**What you need to do**
- 1) Answer these questions from the Wisconsin tax passage, one per line:
(a) What top rate and income threshold did the proposed "millionaire's tax" set?
(b) What is Wisconsin's corporate income tax rate, and how does it rank among states?
(c) In what year was Wisconsin's top personal rate last as high as proposed, and what was that rate?
- 2) Please write the next part of the Wisconsin tax passage, picking up after its final sentence.

**Page extract**
****************************************

Gov. Tony Evers’ 2025-2027 budget included proposals that harkened back to Wisconsin’s progressive-era policies of heavy taxation of individuals and businesses.38 His budget proposal called for a new “millionaire’s tax” of 9.8 percent on income over $1 million. Wisconsin’s current 7.65 percent top rate is already the 10th highest among U.S. states and the second highest in the Midwest. Evers’ tax proposal would set Wisconsin’s top rate at just 0.05 percentage points below Minnesota’s 9.85 percent rate and far above the top rates in Illinois (4.95 percent), Iowa (3.8 percent), Michigan (4.25 percent) and Indiana (2.95 percent). The last time that Wisconsin’s top personal tax rate was as high as Evers proposed was 1985, when the top rate was 10 percent.39

Tax increases for business are also under serious consideration. Wisconsin’s corporate income tax rate is 7.9 percent, 12th highest among states. It is one reason for the state’s 31st-place ranking in the Tax Foundation’s corporate tax competitiveness index.40 However, the manufacturing and agriculture tax credit, enacted during the first year of the Walker administration, reduces the tax rate on income derived from manufacturing and agricultural production to 0.4 percent. Evers sought in his 2023-2025 and 2025-2027 budgets to scale back the credit by limiting it to the first $300,000 in qualifying income.41 This would result in a 7.5 percentage point increase in the income tax rate on medium- and large-size manufacturing and agricultural businesses.

****************************************

**Entries supplied**
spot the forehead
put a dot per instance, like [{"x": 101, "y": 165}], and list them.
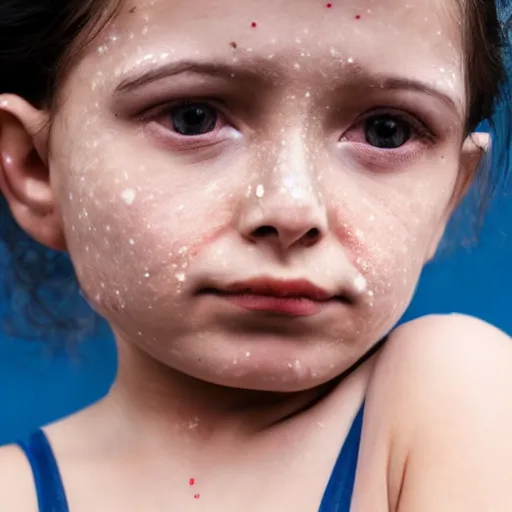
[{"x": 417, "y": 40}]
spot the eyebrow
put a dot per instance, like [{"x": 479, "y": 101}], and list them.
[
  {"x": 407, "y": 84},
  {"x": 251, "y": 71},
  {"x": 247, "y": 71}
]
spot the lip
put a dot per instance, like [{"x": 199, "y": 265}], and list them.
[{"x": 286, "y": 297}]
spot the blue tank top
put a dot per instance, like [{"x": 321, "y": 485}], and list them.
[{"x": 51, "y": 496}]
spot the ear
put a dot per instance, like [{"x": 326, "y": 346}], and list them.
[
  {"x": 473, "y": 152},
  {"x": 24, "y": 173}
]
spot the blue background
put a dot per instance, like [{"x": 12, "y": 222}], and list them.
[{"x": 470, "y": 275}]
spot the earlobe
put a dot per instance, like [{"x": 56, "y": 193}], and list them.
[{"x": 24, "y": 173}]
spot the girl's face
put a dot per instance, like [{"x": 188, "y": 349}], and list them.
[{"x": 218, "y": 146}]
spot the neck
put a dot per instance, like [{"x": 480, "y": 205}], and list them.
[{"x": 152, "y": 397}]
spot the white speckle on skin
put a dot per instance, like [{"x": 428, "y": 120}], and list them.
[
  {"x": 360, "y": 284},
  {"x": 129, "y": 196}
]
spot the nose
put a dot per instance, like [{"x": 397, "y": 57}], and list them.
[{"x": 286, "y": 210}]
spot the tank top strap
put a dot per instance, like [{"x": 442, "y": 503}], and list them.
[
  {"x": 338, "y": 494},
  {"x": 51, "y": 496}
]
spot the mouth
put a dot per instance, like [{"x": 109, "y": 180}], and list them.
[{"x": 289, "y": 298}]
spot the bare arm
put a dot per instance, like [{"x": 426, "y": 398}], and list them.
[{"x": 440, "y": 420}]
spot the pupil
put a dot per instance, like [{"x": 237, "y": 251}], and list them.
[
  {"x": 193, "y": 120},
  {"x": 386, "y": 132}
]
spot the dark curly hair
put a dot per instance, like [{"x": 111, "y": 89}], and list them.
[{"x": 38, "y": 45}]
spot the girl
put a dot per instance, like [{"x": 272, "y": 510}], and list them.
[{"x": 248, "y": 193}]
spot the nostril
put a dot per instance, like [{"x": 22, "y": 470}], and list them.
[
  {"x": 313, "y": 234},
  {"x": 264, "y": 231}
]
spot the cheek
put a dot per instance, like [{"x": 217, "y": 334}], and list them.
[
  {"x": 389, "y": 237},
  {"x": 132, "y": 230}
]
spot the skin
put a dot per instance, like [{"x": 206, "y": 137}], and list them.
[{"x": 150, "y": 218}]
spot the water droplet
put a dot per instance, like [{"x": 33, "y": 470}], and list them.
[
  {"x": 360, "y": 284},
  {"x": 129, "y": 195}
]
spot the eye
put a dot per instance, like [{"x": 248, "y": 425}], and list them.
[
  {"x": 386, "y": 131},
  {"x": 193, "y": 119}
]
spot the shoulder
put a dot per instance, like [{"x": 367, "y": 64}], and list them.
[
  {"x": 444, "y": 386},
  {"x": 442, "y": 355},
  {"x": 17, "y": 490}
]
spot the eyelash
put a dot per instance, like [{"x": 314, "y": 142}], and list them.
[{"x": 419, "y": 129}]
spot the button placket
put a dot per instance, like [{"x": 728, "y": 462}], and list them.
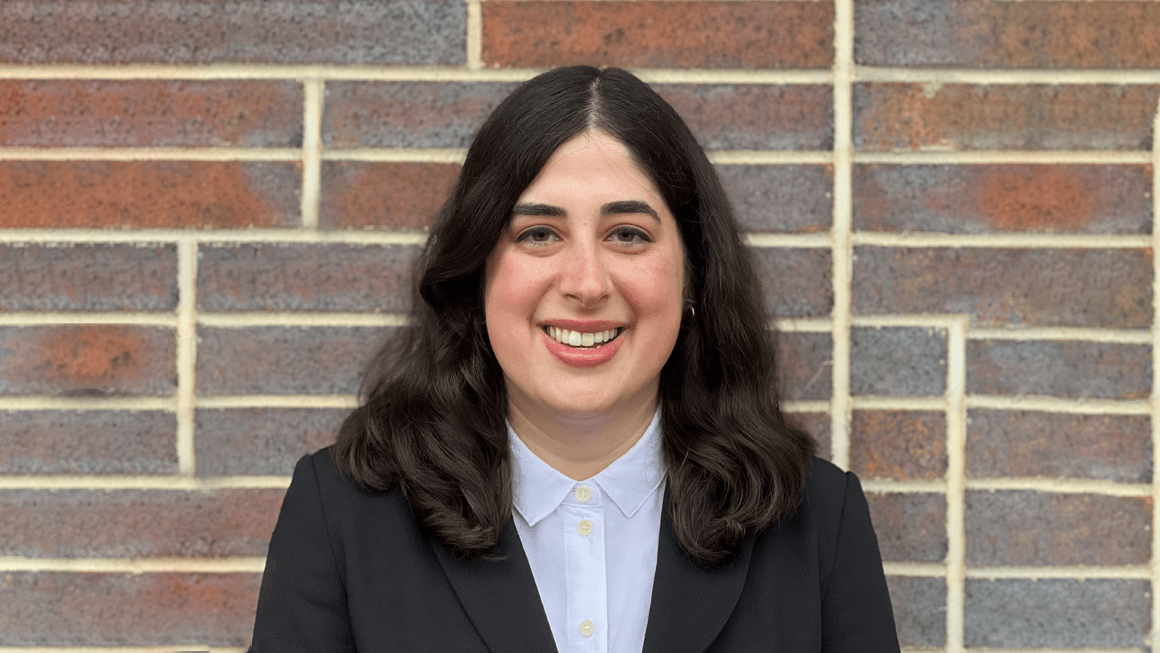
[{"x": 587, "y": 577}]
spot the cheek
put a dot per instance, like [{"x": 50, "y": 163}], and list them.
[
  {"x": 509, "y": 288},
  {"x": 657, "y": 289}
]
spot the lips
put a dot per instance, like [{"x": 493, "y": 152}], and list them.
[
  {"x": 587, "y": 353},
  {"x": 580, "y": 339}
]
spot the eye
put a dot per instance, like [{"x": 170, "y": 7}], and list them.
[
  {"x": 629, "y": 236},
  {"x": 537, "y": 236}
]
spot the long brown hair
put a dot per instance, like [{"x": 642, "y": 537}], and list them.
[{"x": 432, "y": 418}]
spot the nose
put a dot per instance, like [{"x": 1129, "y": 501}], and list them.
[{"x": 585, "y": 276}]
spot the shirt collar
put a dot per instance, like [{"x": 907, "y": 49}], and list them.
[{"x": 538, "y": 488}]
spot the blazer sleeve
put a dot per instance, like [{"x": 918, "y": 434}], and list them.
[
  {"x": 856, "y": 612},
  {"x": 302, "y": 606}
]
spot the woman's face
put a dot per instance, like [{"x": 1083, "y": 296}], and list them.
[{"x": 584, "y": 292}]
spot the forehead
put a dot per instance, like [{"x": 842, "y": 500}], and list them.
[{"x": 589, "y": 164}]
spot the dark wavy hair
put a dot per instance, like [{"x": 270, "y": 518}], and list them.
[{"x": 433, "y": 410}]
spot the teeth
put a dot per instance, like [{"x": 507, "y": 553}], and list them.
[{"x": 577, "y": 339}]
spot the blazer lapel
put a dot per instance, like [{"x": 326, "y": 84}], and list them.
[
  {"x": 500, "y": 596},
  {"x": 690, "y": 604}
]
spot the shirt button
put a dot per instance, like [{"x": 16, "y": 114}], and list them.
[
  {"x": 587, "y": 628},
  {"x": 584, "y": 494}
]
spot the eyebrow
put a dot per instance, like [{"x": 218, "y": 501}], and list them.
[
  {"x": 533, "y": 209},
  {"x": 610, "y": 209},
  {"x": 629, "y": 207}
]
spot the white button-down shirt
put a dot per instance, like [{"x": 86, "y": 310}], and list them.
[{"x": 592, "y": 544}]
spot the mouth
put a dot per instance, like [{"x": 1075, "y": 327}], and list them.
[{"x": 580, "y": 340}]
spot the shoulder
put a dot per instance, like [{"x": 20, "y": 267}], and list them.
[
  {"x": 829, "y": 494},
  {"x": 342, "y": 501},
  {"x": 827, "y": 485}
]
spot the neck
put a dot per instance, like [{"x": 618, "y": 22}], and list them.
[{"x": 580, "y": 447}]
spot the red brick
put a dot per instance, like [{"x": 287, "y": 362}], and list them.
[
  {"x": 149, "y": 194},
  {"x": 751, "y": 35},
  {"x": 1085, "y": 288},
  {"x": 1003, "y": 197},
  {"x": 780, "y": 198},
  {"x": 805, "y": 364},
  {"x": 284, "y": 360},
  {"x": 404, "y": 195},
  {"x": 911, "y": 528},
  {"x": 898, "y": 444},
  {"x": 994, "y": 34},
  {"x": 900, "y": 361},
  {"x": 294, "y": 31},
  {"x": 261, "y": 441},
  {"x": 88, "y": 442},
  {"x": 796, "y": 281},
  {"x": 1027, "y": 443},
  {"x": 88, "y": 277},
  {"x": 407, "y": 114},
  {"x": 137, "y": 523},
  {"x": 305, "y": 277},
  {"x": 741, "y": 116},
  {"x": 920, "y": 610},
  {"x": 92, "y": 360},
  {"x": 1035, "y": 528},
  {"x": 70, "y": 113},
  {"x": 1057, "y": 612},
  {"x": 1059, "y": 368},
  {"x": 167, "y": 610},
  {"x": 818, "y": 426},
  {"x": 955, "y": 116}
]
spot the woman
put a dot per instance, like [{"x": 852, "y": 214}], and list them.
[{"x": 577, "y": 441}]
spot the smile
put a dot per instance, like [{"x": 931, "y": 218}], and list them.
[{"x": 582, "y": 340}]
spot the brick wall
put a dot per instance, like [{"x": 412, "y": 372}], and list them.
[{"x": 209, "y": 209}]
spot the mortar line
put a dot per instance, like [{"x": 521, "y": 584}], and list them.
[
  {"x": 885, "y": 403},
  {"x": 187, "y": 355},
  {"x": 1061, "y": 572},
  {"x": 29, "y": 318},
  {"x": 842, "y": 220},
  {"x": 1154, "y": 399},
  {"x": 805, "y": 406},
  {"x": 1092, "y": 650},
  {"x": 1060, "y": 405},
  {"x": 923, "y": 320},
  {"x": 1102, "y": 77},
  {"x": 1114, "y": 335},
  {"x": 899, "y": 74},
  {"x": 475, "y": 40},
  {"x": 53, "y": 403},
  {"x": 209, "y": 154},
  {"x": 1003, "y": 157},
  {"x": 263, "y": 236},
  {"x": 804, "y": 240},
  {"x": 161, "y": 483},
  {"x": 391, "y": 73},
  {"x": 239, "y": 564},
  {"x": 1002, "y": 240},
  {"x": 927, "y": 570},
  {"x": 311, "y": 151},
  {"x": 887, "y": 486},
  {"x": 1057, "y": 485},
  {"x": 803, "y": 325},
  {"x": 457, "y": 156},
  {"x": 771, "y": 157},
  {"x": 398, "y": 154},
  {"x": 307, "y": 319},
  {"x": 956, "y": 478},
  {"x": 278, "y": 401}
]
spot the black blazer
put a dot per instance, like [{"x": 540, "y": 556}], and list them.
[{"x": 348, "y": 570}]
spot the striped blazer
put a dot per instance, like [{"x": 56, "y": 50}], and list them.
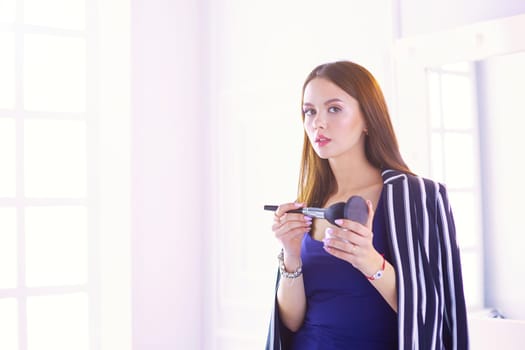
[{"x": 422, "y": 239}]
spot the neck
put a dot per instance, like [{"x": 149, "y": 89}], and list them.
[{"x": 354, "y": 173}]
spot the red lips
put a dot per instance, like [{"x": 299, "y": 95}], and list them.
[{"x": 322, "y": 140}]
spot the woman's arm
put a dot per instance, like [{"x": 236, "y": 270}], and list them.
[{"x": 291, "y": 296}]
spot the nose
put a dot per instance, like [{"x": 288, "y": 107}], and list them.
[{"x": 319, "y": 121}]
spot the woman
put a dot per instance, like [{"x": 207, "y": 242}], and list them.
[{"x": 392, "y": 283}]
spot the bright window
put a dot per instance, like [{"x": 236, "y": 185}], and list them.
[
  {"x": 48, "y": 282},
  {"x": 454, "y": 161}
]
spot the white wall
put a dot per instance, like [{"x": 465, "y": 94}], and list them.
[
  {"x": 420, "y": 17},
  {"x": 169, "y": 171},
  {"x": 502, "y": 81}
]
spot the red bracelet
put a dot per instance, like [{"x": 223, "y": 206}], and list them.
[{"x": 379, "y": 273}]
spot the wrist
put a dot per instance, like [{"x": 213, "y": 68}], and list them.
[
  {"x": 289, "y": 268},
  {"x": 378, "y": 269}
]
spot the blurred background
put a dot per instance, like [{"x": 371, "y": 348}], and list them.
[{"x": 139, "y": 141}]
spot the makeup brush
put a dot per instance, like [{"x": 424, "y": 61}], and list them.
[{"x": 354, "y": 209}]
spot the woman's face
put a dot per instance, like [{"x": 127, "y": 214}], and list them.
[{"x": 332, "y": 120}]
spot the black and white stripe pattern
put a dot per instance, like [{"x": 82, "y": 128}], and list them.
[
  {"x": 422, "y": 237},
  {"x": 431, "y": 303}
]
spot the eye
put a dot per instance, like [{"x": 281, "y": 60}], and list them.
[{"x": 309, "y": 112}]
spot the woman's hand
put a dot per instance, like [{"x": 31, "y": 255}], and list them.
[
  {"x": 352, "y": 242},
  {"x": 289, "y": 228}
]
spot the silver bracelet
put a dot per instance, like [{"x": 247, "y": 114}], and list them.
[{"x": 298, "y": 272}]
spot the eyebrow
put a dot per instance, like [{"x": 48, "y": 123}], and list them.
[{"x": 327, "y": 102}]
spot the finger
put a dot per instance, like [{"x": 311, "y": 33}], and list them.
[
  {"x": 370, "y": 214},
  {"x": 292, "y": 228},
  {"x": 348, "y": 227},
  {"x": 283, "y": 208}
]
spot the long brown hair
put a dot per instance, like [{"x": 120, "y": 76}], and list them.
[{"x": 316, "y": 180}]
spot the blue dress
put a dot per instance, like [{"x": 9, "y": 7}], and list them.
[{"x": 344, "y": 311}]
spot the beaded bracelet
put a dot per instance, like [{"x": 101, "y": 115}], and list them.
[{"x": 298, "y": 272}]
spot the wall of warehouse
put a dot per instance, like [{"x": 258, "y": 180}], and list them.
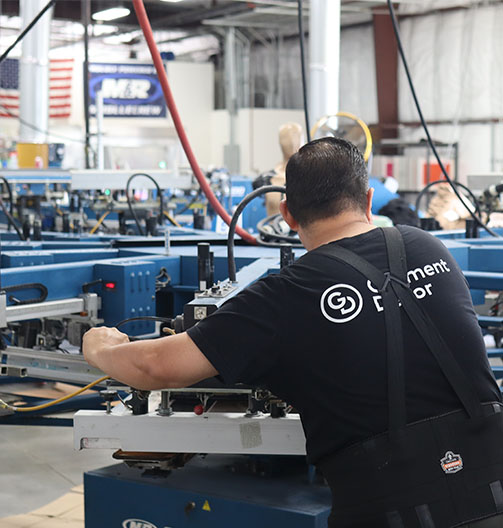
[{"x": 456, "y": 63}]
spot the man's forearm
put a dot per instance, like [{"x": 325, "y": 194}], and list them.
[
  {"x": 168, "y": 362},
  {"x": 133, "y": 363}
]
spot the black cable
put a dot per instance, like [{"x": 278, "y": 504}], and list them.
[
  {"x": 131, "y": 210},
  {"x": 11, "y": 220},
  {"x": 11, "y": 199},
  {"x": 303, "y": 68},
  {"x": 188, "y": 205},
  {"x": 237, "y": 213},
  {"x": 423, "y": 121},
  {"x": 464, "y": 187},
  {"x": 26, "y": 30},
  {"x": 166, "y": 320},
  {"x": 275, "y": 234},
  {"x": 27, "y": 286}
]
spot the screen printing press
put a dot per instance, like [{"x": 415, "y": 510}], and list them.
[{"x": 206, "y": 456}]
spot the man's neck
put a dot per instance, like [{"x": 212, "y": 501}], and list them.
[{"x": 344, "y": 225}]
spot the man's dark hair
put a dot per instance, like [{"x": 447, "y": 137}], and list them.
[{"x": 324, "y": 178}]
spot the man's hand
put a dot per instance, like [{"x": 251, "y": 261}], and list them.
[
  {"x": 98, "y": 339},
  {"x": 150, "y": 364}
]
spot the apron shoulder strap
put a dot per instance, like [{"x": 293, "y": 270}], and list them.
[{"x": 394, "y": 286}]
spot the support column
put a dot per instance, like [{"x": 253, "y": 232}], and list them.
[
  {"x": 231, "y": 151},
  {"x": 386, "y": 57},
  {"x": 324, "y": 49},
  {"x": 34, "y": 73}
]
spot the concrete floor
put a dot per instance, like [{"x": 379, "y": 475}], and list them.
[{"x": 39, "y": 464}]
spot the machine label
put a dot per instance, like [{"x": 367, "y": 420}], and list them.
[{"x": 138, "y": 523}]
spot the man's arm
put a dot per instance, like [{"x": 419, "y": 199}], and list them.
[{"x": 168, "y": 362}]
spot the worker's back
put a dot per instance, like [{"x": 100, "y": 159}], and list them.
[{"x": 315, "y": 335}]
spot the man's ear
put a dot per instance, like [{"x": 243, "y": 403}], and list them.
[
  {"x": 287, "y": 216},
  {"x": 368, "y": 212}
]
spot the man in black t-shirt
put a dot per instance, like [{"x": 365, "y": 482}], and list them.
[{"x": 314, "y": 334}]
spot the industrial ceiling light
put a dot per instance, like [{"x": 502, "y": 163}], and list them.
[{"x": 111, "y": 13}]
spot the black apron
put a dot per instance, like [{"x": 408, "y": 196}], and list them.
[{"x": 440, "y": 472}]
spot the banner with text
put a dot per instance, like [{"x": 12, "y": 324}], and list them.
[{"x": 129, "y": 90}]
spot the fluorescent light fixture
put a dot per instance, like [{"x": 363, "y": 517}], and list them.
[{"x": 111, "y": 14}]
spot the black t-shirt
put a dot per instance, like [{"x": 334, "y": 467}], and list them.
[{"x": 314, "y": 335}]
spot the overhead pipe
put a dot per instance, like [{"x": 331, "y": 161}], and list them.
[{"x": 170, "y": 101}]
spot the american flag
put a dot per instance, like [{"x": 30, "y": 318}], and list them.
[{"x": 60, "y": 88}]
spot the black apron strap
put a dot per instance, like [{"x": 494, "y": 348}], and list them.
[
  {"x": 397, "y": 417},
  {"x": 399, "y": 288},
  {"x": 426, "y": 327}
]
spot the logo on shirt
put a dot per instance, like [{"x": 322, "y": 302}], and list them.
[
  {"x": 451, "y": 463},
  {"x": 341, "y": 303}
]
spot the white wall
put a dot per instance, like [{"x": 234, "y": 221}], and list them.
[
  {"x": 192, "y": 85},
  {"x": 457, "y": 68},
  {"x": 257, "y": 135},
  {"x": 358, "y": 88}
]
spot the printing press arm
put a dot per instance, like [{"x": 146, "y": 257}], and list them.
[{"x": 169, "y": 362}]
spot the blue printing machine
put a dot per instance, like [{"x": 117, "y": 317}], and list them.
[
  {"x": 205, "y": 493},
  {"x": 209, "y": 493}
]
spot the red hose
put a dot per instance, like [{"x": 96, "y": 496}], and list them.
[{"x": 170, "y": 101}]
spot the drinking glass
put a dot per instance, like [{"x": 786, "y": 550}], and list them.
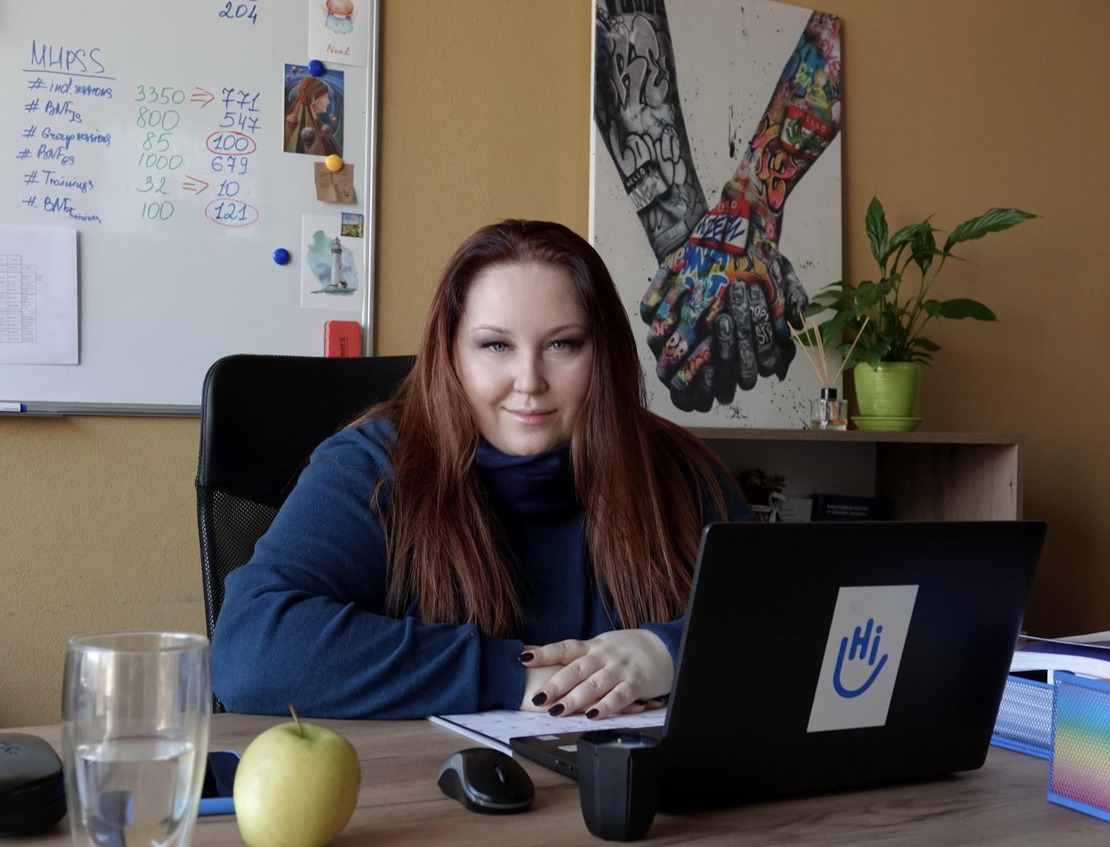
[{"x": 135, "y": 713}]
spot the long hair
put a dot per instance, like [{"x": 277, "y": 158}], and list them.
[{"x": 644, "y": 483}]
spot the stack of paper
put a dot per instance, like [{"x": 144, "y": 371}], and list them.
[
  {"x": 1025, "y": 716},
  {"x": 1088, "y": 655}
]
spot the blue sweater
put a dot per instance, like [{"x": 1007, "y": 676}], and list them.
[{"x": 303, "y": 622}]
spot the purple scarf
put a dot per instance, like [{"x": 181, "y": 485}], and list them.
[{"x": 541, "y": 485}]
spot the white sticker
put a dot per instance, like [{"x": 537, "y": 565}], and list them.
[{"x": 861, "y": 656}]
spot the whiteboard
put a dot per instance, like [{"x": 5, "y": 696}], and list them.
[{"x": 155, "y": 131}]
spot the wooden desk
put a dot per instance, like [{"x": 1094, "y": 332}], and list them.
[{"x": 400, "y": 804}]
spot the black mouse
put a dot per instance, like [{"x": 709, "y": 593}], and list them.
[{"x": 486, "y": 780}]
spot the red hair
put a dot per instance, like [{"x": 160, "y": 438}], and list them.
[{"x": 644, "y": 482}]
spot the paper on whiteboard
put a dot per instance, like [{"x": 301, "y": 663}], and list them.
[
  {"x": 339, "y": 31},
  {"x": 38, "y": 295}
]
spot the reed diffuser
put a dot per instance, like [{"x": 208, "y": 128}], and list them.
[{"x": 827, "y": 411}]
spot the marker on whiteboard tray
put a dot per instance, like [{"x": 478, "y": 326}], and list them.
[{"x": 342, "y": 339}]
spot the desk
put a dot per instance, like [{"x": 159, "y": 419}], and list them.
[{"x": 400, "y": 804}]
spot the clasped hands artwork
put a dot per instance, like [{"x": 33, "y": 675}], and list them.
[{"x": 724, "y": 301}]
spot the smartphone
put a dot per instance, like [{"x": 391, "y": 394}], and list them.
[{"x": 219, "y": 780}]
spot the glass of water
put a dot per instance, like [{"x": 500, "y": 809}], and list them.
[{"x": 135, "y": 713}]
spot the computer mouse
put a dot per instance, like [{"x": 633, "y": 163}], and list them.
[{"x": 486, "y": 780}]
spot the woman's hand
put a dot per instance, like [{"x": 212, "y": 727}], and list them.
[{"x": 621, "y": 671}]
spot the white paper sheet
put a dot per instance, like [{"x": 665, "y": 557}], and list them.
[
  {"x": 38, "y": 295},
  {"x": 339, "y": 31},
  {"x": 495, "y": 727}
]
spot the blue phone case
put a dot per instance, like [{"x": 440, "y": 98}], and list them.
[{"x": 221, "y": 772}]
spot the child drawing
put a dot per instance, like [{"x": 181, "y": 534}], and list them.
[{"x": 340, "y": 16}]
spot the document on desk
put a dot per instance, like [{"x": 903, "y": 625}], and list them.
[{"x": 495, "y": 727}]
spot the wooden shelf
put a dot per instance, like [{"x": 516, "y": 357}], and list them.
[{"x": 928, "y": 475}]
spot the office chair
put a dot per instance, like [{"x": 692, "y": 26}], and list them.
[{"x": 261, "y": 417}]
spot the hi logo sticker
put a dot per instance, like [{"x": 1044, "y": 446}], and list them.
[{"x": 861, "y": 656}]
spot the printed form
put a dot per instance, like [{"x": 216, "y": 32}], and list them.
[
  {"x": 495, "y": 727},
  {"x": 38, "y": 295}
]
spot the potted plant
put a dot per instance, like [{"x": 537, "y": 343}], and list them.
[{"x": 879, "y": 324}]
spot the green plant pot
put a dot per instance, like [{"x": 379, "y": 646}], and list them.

****************************************

**Answers for each item**
- 1)
(a) 9.8 percent on income over $1 million.
(b) 7.9 percent, the 12th highest among states.
(c) 1985, when the top rate was 10 percent.

- 2)
These tax policy changes are being considered in part to accommodate increased government spending, such as would result from a repeal of Act 10. Taken together, such tax and spending increases would be a large step toward the progressive policy model

There have also been high-profile calls to reverse recent labor market reforms, including the state’s right-to-work law. Wisconsin was a late adopter: When Wisconsin passed its law in 2015, 24 other states already had a right-to-work law.42 Shortly after its enactment, there was an attempt to overturn it in the courts, rebuffed in a 2017 decision by the Wisconsin Court of Appeals. Democratic members of the Legislature have regularly filed bills aimed at repeal, including two bills, AB470 and SB458, in the 2025-2026 session just concluded. There have been instances in which a state right-to-work law has been repealed. Most notably, in 2023 Michigan repealed its right-to-work law, which had been enacted in 2012.

Reversing the state’s move to a right-to-work framework would significantly reduce economic freedom in Wisconsin. Other labor policy changes under consideration would push the state in the same direction. Of particular importance, there have been calls from activists and politicians to more than double the state’s minimum wage to $15 per hour which, as discussed above, would reduce the freedom of employers and workers to contract over terms of employment.

These examples show that the future of Wisconsin’s experiment in economic freedom remains uncertain.

America’s federal constitution allows for states to experiment. States that find the right policy mix become more prosperous and attractive to opportunity seekers. In 2011, Wisconsin began a new policy experiment, this time an experiment in economic freedom. In little more than a decade, Wisconsin moved from one of the most interventionist states to one now ranked in the second quintile in terms of economic freedom. The evidence from border counties with Illinois and Minnesota and on interstate migration provides support for the view — consistent with decades of international and state-level evidence — that this experiment in economic freedom has promoted economic growth and prosperity for Wisconsinites.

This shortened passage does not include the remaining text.